▸ PROVIDED TEXT
..............................
Menu

#1256 Two bugs in the text editor with regard to multibyte characters

None
fixed
nobody
None
1
2015-03-04
2015-02-28
Anonymous
No

I switched to TeXstudio two years ago and I'm quite happy with it. I used to write only English articles and everything works perfectly. Recently I started to write my thesis in Chinese, and encountered two annoying bugs in the editor when dealing with Chinese characters. I believe the same thing will happen for other multibyte characters such as Japanese and Korean.

Bug 1 (Mac OS X only): "soft wrap at window edge" swallows the last one or two characters. Please refer to the attached figure for example. The contents are repetitive "这是一个测试。" ("This is a test."), and it can be seen that the auto wrap swallows the last character (and half of the second last character) of each line.

Bug 2 (both Windows and OS X): input methods are used to input Chinese characters. For example, we key in "ceshi" and the pinyin input method convert it to "测试" ("test"). The problem is that when some text are selected in the editor and I want to key in some Chinese text to replace them, both the raw input "ceshi" and the converted "测试" are preserved. The attached image shows the output after I selected the last "测试" and input "shiyan" to replace it by "试验" ("experiment"). The output is expected to be "这是一个测试" -> "这是一个试验" but the editor yields "这是一个shi'yan试验"。 This bug is independent of the platform and the input method in use.

1 Attachments

Discussion

  • Fang Zhang

    Fang Zhang - 2015-02-28

    Registered an account to keep track of the issue.

    Sorry for not mentioning the environment: Windows 7 SP1 x64, Mac OS X Yosemite 10.10.2, TeXstudio 2.8.8.

    Bug 2 persists in the last preview build TeXstudio 2.8.9 (hg 4901:a3bf8ff6a55d).

     
  • Tim Hoffmann

    Tim Hoffmann - 2015-03-01

    bug 1: fixed. hg 4949 (57c7686b3dd8)

    Internal note: we blacklist certain character categories from which we know they may have non-standard text width. All others are assumed to have the standard fixed pitch width. Maybe we should whitelist standard characters instead. See the TODO comment in the above commit.
..............................
▸ EXTRACTED ENTRIES

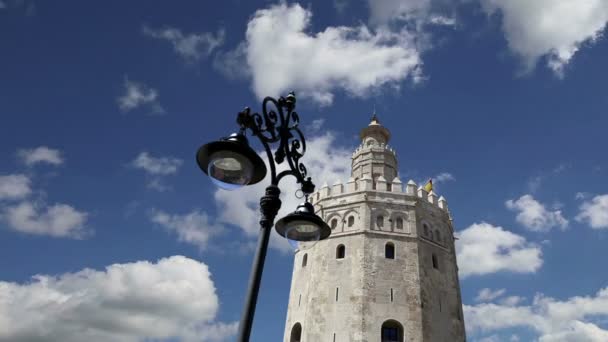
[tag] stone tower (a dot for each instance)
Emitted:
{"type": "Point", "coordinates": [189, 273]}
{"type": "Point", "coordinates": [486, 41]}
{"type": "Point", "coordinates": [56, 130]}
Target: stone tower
{"type": "Point", "coordinates": [388, 271]}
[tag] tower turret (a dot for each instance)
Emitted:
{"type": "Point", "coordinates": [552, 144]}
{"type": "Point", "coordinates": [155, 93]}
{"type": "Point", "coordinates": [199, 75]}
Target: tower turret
{"type": "Point", "coordinates": [374, 157]}
{"type": "Point", "coordinates": [388, 271]}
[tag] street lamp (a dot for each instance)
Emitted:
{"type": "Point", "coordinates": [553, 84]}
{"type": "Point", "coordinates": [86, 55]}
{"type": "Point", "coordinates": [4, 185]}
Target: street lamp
{"type": "Point", "coordinates": [232, 163]}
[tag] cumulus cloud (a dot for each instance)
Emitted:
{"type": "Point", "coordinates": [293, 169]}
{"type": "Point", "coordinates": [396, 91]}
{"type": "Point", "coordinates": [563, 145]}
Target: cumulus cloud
{"type": "Point", "coordinates": [326, 162]}
{"type": "Point", "coordinates": [443, 177]}
{"type": "Point", "coordinates": [57, 220]}
{"type": "Point", "coordinates": [40, 155]}
{"type": "Point", "coordinates": [313, 64]}
{"type": "Point", "coordinates": [553, 29]}
{"type": "Point", "coordinates": [552, 319]}
{"type": "Point", "coordinates": [384, 11]}
{"type": "Point", "coordinates": [14, 186]}
{"type": "Point", "coordinates": [595, 212]}
{"type": "Point", "coordinates": [138, 95]}
{"type": "Point", "coordinates": [191, 47]}
{"type": "Point", "coordinates": [158, 166]}
{"type": "Point", "coordinates": [483, 249]}
{"type": "Point", "coordinates": [194, 227]}
{"type": "Point", "coordinates": [174, 298]}
{"type": "Point", "coordinates": [534, 216]}
{"type": "Point", "coordinates": [488, 295]}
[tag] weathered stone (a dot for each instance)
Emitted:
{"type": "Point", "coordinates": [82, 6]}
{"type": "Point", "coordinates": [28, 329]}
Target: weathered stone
{"type": "Point", "coordinates": [348, 299]}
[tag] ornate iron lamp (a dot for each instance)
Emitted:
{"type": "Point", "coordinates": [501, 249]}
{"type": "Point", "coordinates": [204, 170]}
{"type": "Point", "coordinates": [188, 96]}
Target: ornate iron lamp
{"type": "Point", "coordinates": [232, 163]}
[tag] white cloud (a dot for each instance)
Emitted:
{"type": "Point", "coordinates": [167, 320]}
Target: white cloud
{"type": "Point", "coordinates": [313, 64]}
{"type": "Point", "coordinates": [191, 47]}
{"type": "Point", "coordinates": [57, 220]}
{"type": "Point", "coordinates": [326, 162]}
{"type": "Point", "coordinates": [555, 29]}
{"type": "Point", "coordinates": [488, 295]}
{"type": "Point", "coordinates": [552, 319]}
{"type": "Point", "coordinates": [15, 186]}
{"type": "Point", "coordinates": [595, 212]}
{"type": "Point", "coordinates": [442, 20]}
{"type": "Point", "coordinates": [39, 155]}
{"type": "Point", "coordinates": [174, 298]}
{"type": "Point", "coordinates": [158, 166]}
{"type": "Point", "coordinates": [193, 228]}
{"type": "Point", "coordinates": [443, 177]}
{"type": "Point", "coordinates": [534, 216]}
{"type": "Point", "coordinates": [483, 249]}
{"type": "Point", "coordinates": [385, 11]}
{"type": "Point", "coordinates": [139, 95]}
{"type": "Point", "coordinates": [511, 300]}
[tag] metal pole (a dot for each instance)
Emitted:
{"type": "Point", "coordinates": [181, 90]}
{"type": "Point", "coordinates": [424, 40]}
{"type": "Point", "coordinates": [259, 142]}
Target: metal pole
{"type": "Point", "coordinates": [269, 207]}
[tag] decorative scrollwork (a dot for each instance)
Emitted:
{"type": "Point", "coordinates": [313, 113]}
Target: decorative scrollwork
{"type": "Point", "coordinates": [278, 123]}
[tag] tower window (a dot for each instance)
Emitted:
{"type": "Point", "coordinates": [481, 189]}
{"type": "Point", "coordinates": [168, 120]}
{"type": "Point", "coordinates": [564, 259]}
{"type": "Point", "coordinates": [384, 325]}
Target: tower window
{"type": "Point", "coordinates": [392, 331]}
{"type": "Point", "coordinates": [340, 252]}
{"type": "Point", "coordinates": [389, 251]}
{"type": "Point", "coordinates": [380, 221]}
{"type": "Point", "coordinates": [296, 333]}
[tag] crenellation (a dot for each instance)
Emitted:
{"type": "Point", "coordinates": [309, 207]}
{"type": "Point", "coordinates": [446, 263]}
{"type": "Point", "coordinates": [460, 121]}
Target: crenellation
{"type": "Point", "coordinates": [422, 193]}
{"type": "Point", "coordinates": [432, 198]}
{"type": "Point", "coordinates": [443, 204]}
{"type": "Point", "coordinates": [381, 184]}
{"type": "Point", "coordinates": [397, 267]}
{"type": "Point", "coordinates": [337, 189]}
{"type": "Point", "coordinates": [397, 186]}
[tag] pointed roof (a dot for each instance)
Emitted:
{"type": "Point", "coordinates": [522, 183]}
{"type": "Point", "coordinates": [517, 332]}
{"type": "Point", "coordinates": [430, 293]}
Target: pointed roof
{"type": "Point", "coordinates": [375, 128]}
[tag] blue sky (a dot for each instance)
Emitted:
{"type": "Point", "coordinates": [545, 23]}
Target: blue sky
{"type": "Point", "coordinates": [107, 223]}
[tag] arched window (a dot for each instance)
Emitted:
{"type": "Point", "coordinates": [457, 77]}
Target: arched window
{"type": "Point", "coordinates": [392, 331]}
{"type": "Point", "coordinates": [380, 221]}
{"type": "Point", "coordinates": [296, 333]}
{"type": "Point", "coordinates": [389, 250]}
{"type": "Point", "coordinates": [340, 252]}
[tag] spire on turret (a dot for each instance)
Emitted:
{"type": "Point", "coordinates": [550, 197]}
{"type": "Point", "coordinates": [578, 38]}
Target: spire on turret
{"type": "Point", "coordinates": [375, 131]}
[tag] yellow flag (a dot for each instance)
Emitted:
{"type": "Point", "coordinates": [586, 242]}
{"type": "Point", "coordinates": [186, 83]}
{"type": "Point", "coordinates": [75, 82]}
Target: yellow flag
{"type": "Point", "coordinates": [429, 186]}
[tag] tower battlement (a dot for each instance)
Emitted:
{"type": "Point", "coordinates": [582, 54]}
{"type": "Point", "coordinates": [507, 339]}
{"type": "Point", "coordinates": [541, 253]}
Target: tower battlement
{"type": "Point", "coordinates": [412, 191]}
{"type": "Point", "coordinates": [388, 270]}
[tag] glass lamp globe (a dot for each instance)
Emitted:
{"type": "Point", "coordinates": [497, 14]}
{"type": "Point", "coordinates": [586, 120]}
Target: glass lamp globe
{"type": "Point", "coordinates": [231, 163]}
{"type": "Point", "coordinates": [230, 170]}
{"type": "Point", "coordinates": [303, 228]}
{"type": "Point", "coordinates": [302, 235]}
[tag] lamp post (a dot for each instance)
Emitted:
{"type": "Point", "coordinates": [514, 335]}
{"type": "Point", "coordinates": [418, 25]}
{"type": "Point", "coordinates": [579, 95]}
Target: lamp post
{"type": "Point", "coordinates": [232, 163]}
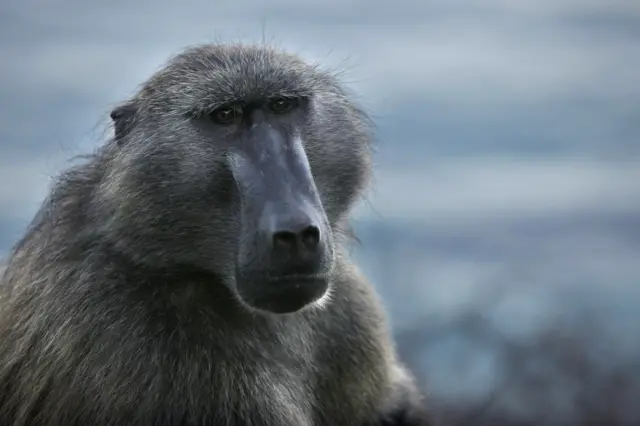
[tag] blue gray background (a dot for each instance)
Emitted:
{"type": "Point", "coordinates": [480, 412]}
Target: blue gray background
{"type": "Point", "coordinates": [507, 200]}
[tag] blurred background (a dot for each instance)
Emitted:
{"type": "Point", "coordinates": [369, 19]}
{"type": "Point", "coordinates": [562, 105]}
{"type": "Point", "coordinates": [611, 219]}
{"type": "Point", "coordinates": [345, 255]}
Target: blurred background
..............................
▸ YOUR TASKS
1. Answer these questions using the bug report:
(a) Which TeXstudio version does Fang Zhang list as the environment?
(b) What output did the editor give instead of "这是一个试验"?
(c) Which commit does Tim Hoffmann give for the fix of bug 1?
2. Does each statement below agree with the bug report? Answer yes or no, and quote the words from the bug report that decide it.
(a) Bug 1 occurs on both Windows and Mac OS X.
(b) Bug 2 still occurred in the preview build TeXstudio 2.8.9.
(c) The fix blacklists certain character categories.
3. How would you summarize the bug report in two sentences?

▸ RESPONSE LIST
1.
(a) TeXstudio 2.8.8
(b) "这是一个shi'yan试验"
(c) hg 4949 (57c7686b3dd8)

2.
(a) No: "Bug 1 (Mac OS X only)"
(b) Yes: "Bug 2 persists in the last preview build TeXstudio 2.8.9 (hg 4901:a3bf8ff6a55d)."
(c) Yes: "we blacklist certain character categories from which we know they may have non-standard text width."

3. A TeXstudio user writing a thesis in Chinese reports two editor bugs with multibyte characters. On Mac OS X, "soft wrap at window edge" swallows the last one or two characters of each line, and on both Windows and OS X, typing over selected text with an input method keeps both the raw input and the converted characters; Bug 2 persists in the preview build 2.8.9, while Tim Hoffmann marked bug 1 as fixed in hg 4949.